**GIVEN PROBLEM**:
Everything from the line that contains "Reviewer note: check that each instance of the tiger's stripe" through the final line of the records should be written out exactly, and nothing outside that span.

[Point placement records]
=-=-=
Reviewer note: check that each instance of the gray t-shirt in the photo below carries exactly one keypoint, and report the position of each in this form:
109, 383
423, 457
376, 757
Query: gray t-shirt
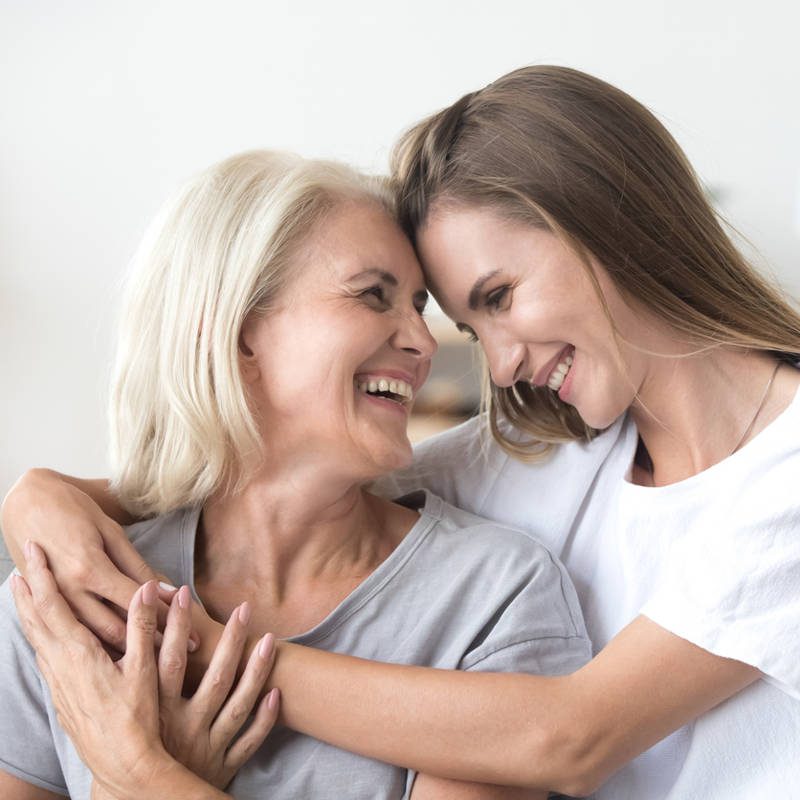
459, 592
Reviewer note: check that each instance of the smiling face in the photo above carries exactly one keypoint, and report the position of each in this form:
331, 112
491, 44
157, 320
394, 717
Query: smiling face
332, 370
528, 299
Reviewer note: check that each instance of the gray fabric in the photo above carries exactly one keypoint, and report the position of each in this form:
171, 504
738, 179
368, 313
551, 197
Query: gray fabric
459, 592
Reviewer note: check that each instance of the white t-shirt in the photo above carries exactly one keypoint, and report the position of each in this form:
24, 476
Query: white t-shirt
714, 559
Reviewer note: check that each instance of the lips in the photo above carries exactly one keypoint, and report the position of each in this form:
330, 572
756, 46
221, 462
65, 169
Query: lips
542, 376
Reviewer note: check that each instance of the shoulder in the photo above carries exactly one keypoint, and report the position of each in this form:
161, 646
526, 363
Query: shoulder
505, 565
163, 533
469, 469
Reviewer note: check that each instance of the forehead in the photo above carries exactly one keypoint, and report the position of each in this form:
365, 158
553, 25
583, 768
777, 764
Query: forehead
356, 236
459, 243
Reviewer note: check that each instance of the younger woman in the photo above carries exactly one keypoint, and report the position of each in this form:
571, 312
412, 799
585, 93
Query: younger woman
559, 223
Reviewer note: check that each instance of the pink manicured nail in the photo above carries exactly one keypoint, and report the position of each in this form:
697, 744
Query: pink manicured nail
35, 553
150, 593
266, 645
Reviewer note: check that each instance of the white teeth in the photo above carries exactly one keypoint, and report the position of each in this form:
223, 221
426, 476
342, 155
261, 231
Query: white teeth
557, 376
400, 388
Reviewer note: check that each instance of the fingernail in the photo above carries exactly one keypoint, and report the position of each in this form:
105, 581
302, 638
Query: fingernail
265, 646
150, 593
35, 553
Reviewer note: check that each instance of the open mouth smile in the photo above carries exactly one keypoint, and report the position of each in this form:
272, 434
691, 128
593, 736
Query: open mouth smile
394, 389
557, 377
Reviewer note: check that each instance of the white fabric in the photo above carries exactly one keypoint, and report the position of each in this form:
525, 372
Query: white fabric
714, 559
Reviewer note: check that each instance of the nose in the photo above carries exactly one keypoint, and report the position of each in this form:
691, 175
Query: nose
413, 336
506, 361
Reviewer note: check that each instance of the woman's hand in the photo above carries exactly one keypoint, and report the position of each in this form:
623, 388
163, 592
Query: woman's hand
109, 709
199, 731
91, 558
98, 701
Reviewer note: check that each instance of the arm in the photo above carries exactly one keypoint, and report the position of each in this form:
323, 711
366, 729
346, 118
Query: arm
565, 733
100, 701
91, 557
13, 788
427, 787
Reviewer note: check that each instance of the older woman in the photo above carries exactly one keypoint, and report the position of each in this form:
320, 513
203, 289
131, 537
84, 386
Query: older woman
270, 349
561, 225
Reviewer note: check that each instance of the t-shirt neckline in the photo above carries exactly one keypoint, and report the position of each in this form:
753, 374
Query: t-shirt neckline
430, 512
762, 440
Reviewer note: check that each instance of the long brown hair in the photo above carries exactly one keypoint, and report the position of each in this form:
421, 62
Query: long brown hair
559, 149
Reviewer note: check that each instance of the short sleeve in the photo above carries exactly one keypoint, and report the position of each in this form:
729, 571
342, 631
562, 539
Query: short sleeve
733, 587
27, 749
537, 627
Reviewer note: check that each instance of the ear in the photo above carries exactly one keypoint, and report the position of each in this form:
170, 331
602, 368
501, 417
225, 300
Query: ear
248, 363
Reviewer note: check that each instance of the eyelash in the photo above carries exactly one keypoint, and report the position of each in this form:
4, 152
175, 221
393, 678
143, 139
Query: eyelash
471, 335
376, 292
380, 295
496, 297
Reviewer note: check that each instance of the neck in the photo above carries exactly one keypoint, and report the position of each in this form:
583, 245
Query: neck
282, 536
693, 412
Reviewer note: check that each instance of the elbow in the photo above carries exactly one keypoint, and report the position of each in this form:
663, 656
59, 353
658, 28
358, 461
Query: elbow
570, 760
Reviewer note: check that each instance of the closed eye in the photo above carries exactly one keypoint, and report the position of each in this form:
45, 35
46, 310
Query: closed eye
375, 293
462, 328
498, 299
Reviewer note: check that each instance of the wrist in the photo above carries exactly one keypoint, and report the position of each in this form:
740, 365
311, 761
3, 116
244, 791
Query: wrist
163, 776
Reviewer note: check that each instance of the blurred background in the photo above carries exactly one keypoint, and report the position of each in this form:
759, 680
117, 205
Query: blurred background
106, 107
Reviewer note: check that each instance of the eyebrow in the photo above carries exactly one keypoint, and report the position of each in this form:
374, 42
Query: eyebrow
374, 272
421, 297
474, 293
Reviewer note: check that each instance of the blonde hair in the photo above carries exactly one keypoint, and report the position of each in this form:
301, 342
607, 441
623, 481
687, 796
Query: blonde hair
560, 150
223, 249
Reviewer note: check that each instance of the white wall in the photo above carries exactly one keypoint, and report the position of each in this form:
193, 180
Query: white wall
105, 107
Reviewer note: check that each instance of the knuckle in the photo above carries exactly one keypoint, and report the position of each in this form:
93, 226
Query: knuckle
81, 573
42, 603
111, 633
237, 712
172, 663
216, 680
143, 624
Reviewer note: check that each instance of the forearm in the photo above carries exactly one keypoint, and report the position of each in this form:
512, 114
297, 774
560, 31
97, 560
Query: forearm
168, 779
29, 505
467, 726
566, 733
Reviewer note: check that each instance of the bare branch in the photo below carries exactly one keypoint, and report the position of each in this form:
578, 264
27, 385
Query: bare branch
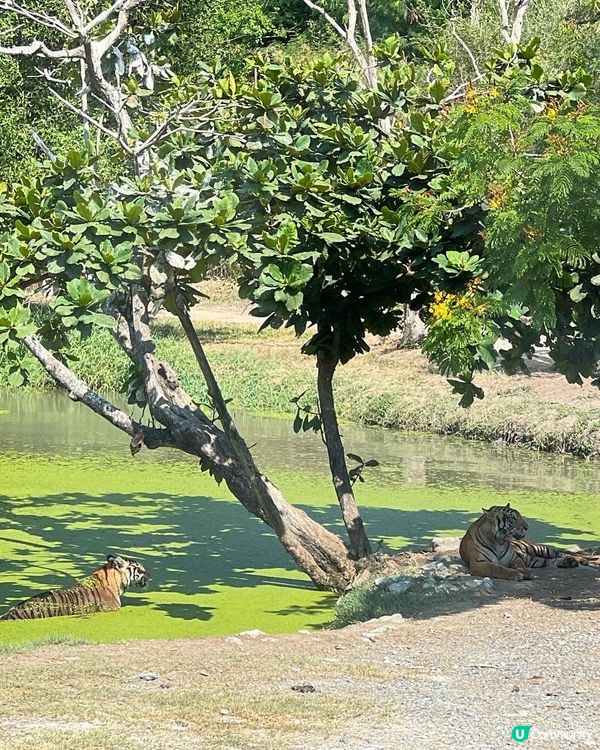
76, 16
459, 91
512, 33
90, 119
366, 24
7, 32
466, 48
80, 391
39, 48
119, 5
505, 26
330, 19
42, 146
51, 22
517, 30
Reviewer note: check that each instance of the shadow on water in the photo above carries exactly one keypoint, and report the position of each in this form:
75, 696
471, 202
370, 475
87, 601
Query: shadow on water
194, 545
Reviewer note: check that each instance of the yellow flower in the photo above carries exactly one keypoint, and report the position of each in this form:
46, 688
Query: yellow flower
440, 310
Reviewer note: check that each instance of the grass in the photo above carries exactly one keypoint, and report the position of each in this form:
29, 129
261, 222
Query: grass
50, 640
365, 603
263, 372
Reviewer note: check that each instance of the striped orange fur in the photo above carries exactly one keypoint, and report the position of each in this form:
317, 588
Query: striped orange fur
495, 546
99, 592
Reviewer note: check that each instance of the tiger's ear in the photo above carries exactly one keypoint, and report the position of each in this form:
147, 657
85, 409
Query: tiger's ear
115, 561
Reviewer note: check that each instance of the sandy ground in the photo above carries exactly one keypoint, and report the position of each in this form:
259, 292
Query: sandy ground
460, 677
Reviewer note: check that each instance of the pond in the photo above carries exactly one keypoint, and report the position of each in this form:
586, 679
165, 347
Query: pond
70, 493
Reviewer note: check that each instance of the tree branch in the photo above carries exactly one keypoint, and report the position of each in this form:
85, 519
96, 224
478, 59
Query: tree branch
517, 30
330, 19
39, 48
466, 48
51, 22
90, 119
504, 24
80, 391
122, 6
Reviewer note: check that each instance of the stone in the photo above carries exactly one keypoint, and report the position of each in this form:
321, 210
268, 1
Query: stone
148, 676
251, 633
400, 587
308, 688
445, 543
396, 617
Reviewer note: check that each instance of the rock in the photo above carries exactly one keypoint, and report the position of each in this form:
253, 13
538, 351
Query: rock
148, 676
304, 688
433, 565
251, 633
445, 543
401, 586
396, 617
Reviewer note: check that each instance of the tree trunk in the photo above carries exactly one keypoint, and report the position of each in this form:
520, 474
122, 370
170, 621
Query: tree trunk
359, 542
413, 329
317, 551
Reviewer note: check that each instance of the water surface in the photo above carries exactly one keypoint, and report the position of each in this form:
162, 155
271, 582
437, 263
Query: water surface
70, 493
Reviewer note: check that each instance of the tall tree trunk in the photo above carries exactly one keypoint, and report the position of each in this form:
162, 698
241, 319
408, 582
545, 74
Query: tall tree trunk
413, 329
317, 551
359, 542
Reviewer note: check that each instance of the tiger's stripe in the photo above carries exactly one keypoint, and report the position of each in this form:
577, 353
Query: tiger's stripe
99, 592
495, 546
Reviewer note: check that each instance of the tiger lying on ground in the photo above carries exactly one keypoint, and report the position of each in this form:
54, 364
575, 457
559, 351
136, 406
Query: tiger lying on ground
494, 546
99, 592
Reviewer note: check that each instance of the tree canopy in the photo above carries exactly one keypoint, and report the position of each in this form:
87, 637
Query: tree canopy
338, 188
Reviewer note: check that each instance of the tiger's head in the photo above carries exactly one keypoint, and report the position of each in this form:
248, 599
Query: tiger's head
129, 572
507, 523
=-=-=
**WRITTEN REPLY**:
Reviewer note: check that each instance of the tiger's stripe in the photo above carries exactly one keypoint, and report the position of each in this form:
577, 353
Query: tiger's stripe
99, 592
495, 546
Reviewer note: check that each instance of the tiger lying on ground in the photo above carries exactly one keypoint, and report the position of each in this form:
54, 364
575, 457
559, 351
136, 406
Query: tiger lying on ground
494, 546
99, 592
Reviewer note: check that each instance of the tree canopy in the photo above carries exactly one keypoint, and report the position of each in this form:
87, 637
Query: tree canopy
338, 188
Reviewer note: check that each instance of the tiger's head in the photo above carries exactly one keypoint, and report the position of each in this form:
248, 599
Query: tiger's head
129, 572
507, 523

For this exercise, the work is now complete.